Segment Start: READING TEXT

One of the most interesting facts of spending time coexisting with wildlife is that change is inevitable and each day, week, month and year we get to experience unique moments, changes in dynamics and a continual shift in the forms of behaviour within Londolozi’s fauna. Over the past few months, we have begun to experience some exciting changes and shifts in the Leopard territories throughout the reserve. New males moving in, older males moving out, females birthing cubs and leopards becoming independent have all contributed to an exciting and ongoing battle for territory amongst the Leopards of Londolozi.
Leopards, by nature, are extremely territorial. Both males and females will look to occupy the best territory possible. With the male territories being considerably larger than the females, here at Londolozi, we see a much more dense population of female leopards. The continual expanding, shrinking and shifting of the territories is extremely interesting, creating an ever-evolving, natural environment for these elusive predators to exist in.

Segment End: READING TEXT
Segment Start: DATA EXTRACT

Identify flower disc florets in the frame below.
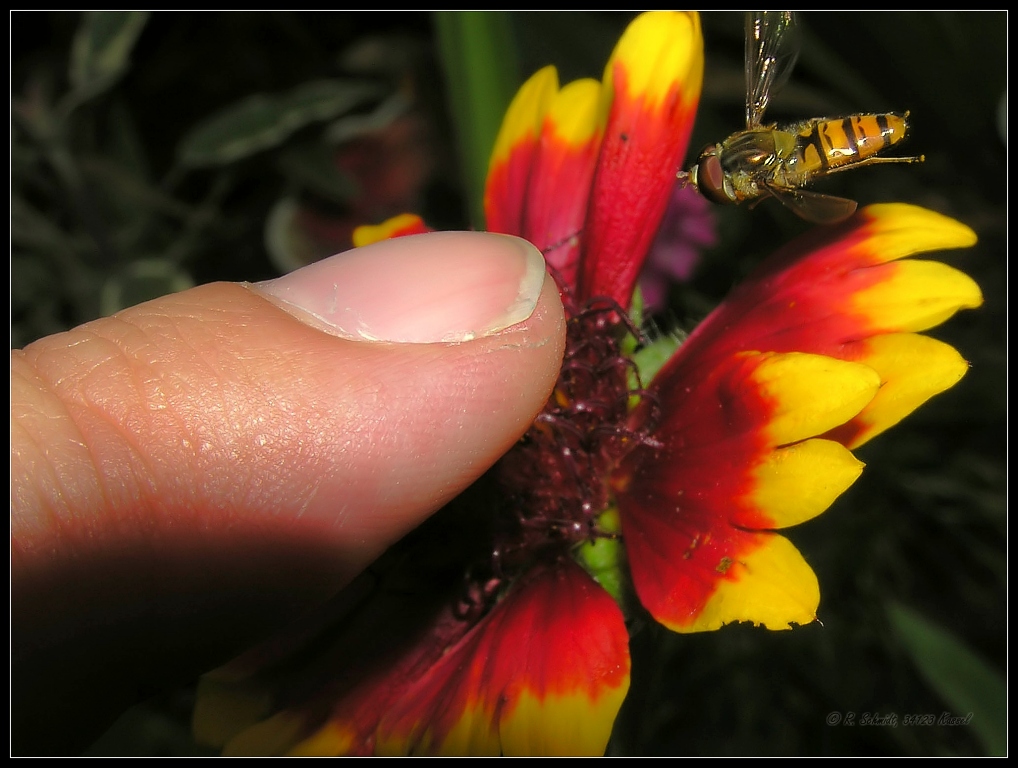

Segment End: DATA EXTRACT

→ EXERCISE REQUIREMENTS
1/ Using the Londolozi leopard text, state whether each statement agrees with it: (a) male leopard territories are larger than female territories, (b) only male leopards seek the best territory available, (c) the territorial shifts have been observed over the past few years. For each one, give yes or no and quote the words of the text that decide it.
2/ Extract everything from "Leopards, by nature, are" down to "to exist in." in the Londolozi leopard text.
The listing comes from a source other than the text.

→ ANSWERS TO THIS EXERCISE
1/
(a) Yes: "With the male territories being considerably larger than the females"
(b) No: "Both males and females will look to occupy the best territory possible."
(c) No: "Over the past few months, we have begun to experience some exciting changes and shifts in the Leopard territories throughout the reserve."

2/
Leopards, by nature, are extremely territorial. Both males and females will look to occupy the best territory possible. With the male territories being considerably larger than the females, here at Londolozi, we see a much more dense population of female leopards. The continual expanding, shrinking and shifting of the territories is extremely interesting, creating an ever-evolving, natural environment for these elusive predators to exist in.